## What is being asked
Go through the entries below and write each one out exactly.

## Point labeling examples

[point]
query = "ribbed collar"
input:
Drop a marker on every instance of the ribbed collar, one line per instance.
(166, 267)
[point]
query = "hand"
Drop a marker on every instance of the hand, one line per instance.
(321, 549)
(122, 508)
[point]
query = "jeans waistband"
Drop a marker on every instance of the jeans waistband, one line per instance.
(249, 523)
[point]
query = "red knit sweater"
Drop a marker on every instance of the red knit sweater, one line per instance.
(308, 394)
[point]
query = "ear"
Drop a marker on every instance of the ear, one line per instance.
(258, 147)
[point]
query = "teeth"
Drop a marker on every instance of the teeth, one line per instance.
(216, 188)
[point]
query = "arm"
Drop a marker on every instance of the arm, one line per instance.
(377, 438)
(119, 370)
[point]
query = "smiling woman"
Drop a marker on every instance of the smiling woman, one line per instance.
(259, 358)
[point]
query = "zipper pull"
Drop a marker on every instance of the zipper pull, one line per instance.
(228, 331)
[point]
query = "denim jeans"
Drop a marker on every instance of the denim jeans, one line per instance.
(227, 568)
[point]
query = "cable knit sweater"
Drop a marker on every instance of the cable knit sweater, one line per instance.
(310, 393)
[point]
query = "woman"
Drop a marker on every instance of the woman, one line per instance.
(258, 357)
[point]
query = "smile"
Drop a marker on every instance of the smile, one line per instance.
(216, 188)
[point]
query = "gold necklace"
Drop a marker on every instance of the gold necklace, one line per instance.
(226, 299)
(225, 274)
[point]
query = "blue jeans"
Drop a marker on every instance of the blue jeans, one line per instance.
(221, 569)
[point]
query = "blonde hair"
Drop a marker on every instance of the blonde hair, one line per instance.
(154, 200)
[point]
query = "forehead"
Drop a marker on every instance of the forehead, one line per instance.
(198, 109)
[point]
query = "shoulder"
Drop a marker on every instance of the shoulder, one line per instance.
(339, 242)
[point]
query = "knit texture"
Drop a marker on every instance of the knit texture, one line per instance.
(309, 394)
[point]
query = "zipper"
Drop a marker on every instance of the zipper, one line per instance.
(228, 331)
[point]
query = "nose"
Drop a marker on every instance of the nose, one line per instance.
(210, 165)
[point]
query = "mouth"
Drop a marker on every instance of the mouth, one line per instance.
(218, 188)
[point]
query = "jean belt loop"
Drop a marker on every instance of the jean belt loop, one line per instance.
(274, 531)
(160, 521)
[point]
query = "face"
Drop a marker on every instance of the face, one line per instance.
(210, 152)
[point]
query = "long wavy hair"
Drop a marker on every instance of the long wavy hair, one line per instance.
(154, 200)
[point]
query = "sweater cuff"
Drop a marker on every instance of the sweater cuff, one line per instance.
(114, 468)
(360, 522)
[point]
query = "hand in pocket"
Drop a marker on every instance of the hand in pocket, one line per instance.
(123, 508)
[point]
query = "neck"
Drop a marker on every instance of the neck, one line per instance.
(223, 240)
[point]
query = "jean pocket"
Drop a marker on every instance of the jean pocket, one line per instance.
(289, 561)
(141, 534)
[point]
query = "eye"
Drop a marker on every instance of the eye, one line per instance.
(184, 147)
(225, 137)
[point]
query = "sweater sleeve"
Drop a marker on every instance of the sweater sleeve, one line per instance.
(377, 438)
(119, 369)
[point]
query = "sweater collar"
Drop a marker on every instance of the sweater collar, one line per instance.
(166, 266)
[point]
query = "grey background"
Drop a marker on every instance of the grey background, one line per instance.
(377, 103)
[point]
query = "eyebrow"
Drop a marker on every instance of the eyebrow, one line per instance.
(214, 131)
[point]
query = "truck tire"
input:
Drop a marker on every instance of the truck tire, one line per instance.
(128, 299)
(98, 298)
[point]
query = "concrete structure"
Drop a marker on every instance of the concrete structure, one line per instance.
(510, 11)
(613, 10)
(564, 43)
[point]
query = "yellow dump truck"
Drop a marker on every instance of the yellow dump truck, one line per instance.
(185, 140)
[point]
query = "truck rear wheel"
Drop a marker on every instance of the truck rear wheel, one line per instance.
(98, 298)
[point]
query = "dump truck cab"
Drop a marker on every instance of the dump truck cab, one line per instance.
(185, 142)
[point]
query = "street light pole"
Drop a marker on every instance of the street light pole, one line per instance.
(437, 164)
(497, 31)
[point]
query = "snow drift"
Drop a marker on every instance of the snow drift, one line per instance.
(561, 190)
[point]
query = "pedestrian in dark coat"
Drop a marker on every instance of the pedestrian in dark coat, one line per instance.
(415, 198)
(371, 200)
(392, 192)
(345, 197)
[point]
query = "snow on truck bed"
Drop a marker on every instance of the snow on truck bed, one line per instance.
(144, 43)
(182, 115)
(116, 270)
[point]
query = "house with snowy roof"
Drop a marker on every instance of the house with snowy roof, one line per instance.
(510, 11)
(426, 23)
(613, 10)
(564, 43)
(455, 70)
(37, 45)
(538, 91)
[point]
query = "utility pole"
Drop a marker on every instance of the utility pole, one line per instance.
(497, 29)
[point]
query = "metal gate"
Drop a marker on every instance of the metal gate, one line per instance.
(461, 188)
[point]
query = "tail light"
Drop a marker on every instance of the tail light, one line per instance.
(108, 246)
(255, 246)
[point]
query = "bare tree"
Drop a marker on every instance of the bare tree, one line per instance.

## The solution
[point]
query = "ribbed collar"
input:
Drop a marker on every instance of the ribbed collar, one line per instance.
(166, 267)
[point]
query = "hand"
Drop a marker on every instance of the hand, one line per instance.
(321, 549)
(122, 508)
[point]
query = "jeans waistband"
Drop a marker on every instance of the jeans waistband, one line per instance.
(249, 523)
[point]
query = "red knit sweater"
Drop a marker on every instance of the red knit sweater, one line per instance.
(308, 394)
[point]
query = "ear"
Drop a marker on every instance of the ear, one line per instance.
(258, 147)
[point]
query = "teeth"
Drop a marker on every instance of the teeth, one line per instance.
(216, 188)
[point]
query = "arm"
Drop a marker on every instance of the arm, one line per instance.
(377, 438)
(119, 370)
[point]
query = "smiling woman"
Drop a marker on every instance of the smiling woman, one line per instance.
(259, 358)
[point]
query = "zipper pull"
Drop a marker on every instance of the zipper pull, one line per instance.
(228, 331)
[point]
query = "denim jeans"
Drop a marker on every instance of the denim jeans, one line per instance.
(227, 568)
[point]
query = "cable knit sweater"
Drop a marker on every instance of the cable knit sweater, one line per instance.
(310, 393)
[point]
query = "woman"
Drop a marker on every instance of the woman, one line per instance.
(258, 357)
[point]
query = "smile"
Drop a marker on every instance of the smile, one line per instance.
(216, 188)
[point]
query = "gold necklace"
Drop a marker on every instance of the gold necklace, one line per instance.
(226, 299)
(225, 274)
[point]
query = "blue jeans"
Drop a marker on every instance of the blue jeans, one line per instance.
(221, 569)
[point]
query = "blonde hair"
Drop a marker on every instance of the blonde hair, one line per instance.
(154, 200)
[point]
query = "forehead"
Drop a marker on every instance of the forehead, one line per instance.
(198, 109)
[point]
query = "shoulder"
Drop a marker on every instance of the shoulder, one line per instance.
(339, 242)
[point]
query = "knit texture"
Drop a marker on every instance of the knit texture, one line per instance.
(309, 394)
[point]
query = "zipper"
Drop a marker on every instance of the zipper, one line per instance.
(228, 331)
[point]
query = "nose"
Drop a marker on every instance of the nose, one line per instance.
(210, 165)
[point]
query = "mouth"
Drop a marker on every instance of the mouth, one line per instance.
(218, 188)
[point]
query = "jean belt loop"
Drop a marker on every instance of the jean belt loop, one line per instance.
(274, 531)
(160, 521)
[point]
query = "face"
Drop a marker on every instance of the face, one line per instance.
(210, 152)
[point]
query = "long wavy hair"
Drop a marker on every instance of the long wavy hair, one line per instance.
(154, 200)
[point]
query = "sweater cuff"
Drop a marker on every instance of the sweater cuff, one line per instance.
(114, 468)
(360, 522)
[point]
query = "hand in pocket"
Drop a marker on every instance of the hand in pocket, one line per instance.
(123, 508)
[point]
query = "neck"
Drop a marker on every instance of the neck, one line per instance.
(223, 240)
[point]
query = "jean pocket"
Drop a marker on every instance of the jean pocket, one line per instance.
(289, 561)
(141, 534)
[point]
query = "eye"
Drop a marker on every instance of the eye, one line per instance.
(184, 147)
(225, 137)
[point]
query = "sweater sleeve"
Drop a marker on every instance of the sweater sleeve, one line per instance.
(377, 438)
(119, 369)
[point]
query = "sweater collar"
Drop a marker on every instance of the sweater collar, one line per instance.
(166, 266)
[point]
query = "grey background"
Drop a marker on every instance of the grey background, one line per instance.
(377, 103)
[point]
query = "eyebrow"
Drop a marker on every instance of the eyebrow, one line per instance.
(214, 131)
[point]
query = "truck tire"
input:
Drop a marker on every instance of the truck tire, one line per instance.
(128, 299)
(98, 298)
[point]
query = "concrete structure"
Drop a marker on every instance of the concrete structure, one line per instance.
(510, 11)
(613, 10)
(564, 43)
[point]
query = "yellow dump truck"
Drop a marker on every instance of the yellow dump truck, one line per instance.
(185, 140)
[point]
query = "truck rear wheel"
Drop a marker on every instance of the truck rear wheel, one line per instance.
(98, 298)
[point]
query = "dump truck cab"
Drop a marker on every instance of the dump truck cab, one line per instance.
(185, 142)
[point]
query = "street light pole"
Drop a marker on every instance of the street light pole, one line per instance.
(437, 164)
(497, 31)
[point]
query = "snow drift"
Drop a marker on every instance of the snow drift, one line per instance.
(561, 190)
[point]
query = "pedestrian in dark coat"
Drop a marker on every instance of the pedestrian in dark coat, one line per instance.
(415, 198)
(371, 200)
(392, 192)
(345, 197)
[point]
query = "snow on truck bed"
Drop a marker on every instance of the snow on truck bed, one line per instance.
(144, 43)
(182, 115)
(116, 270)
[point]
query = "house with snowy roof"
Drop a marker on every instance of the house with snowy roof, one line per instance.
(510, 11)
(426, 23)
(613, 10)
(564, 43)
(455, 70)
(37, 45)
(538, 91)
[point]
query = "utility pole"
Drop a marker on every instance of the utility pole, one line per instance.
(497, 29)
[point]
query = "metal gate"
Drop a marker on every instance of the metal gate, one line per instance.
(461, 188)
[point]
query = "tail light"
Drop a marker on every instance of the tail light, one line per instance.
(108, 246)
(255, 246)
[point]
query = "bare tree"
Drop a marker on every instance of the bare tree, one line per instance.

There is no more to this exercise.